■ EXERCISE INSTRUCTIONS: Quote exactly and only this range of lines in the data below: the line that holds "Note: for this drill we locate the window pane" to the line that holds "Note: for this drill we locate the red", both included.

■ EXERCISE DATA:
=== Section Start ===

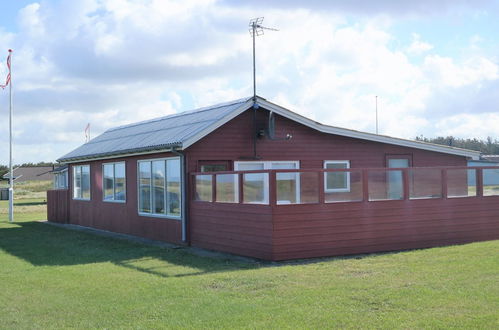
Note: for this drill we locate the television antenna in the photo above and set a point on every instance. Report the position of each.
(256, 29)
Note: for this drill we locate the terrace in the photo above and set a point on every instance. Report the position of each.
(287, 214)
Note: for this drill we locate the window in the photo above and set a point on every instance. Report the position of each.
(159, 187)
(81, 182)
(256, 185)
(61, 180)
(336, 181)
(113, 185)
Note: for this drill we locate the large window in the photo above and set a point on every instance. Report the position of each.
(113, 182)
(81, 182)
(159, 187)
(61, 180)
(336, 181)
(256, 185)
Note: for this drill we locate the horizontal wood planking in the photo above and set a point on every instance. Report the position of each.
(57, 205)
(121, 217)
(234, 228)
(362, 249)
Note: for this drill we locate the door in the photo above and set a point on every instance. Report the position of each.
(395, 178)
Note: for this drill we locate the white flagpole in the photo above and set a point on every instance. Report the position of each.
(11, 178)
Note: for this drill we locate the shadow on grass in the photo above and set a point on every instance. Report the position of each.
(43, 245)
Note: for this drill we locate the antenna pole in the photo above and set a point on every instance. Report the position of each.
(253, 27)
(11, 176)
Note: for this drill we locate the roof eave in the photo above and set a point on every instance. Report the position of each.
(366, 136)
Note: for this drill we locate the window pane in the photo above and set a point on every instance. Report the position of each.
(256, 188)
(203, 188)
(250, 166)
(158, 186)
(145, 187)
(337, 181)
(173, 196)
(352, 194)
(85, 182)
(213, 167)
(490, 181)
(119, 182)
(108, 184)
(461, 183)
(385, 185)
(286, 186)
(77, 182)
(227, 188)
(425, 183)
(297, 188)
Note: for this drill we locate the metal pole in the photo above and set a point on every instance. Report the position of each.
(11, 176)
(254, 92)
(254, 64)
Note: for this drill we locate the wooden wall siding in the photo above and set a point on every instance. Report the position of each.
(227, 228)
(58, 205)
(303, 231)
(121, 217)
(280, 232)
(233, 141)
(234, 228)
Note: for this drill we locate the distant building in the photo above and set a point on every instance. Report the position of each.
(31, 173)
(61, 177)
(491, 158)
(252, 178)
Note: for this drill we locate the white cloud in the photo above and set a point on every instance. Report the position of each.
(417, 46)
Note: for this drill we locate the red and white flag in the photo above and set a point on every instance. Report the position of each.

=== Section End ===
=== Section Start ===

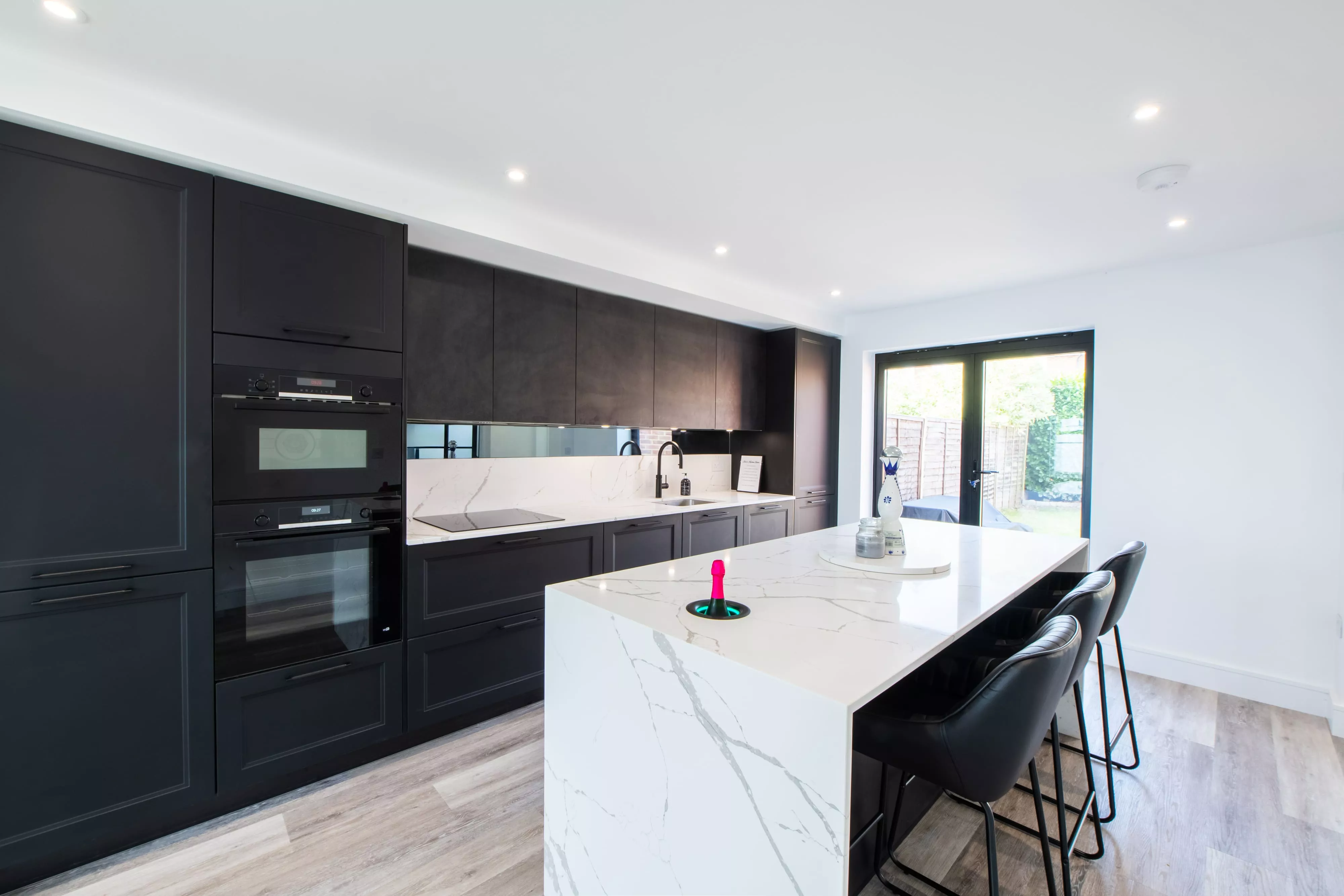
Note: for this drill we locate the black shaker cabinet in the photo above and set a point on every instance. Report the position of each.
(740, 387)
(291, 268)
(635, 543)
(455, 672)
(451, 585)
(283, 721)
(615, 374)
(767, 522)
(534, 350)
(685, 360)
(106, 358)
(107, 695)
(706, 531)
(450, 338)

=== Section End ===
=== Section Start ===

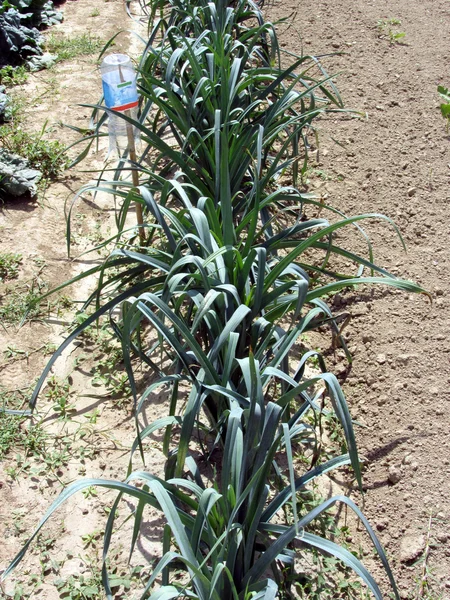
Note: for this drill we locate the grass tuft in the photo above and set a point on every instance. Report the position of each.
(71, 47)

=== Section End ===

■ FINISHED TASK:
Note: for this drill we locate the window pane in the photo above and set a point on every instance. Report the position of each.
(256, 188)
(203, 188)
(250, 166)
(158, 186)
(145, 187)
(337, 181)
(173, 196)
(352, 194)
(85, 182)
(213, 167)
(490, 181)
(119, 182)
(108, 184)
(461, 183)
(385, 185)
(286, 186)
(77, 182)
(227, 188)
(425, 183)
(297, 188)
Note: for this drill we locate the metal pole in the photo above and set a point on every instance. Report the position of each.
(11, 176)
(254, 92)
(254, 64)
Note: for this drill we locate the wooden wall siding in the photo above and set a point on every instance. Report the position of each.
(227, 228)
(58, 205)
(303, 231)
(121, 217)
(280, 232)
(233, 141)
(234, 228)
Note: for this drill we locate the distant building in the photo above and set a point on every instance. Report the position of each.
(31, 173)
(61, 177)
(491, 158)
(252, 178)
Note: for this drill we locate the white cloud in the photo above and set a point on every instance. Report the position of each.
(417, 46)
Note: for this drill we locate the red and white flag in the photo above and set a point on every instance. Report the position of each.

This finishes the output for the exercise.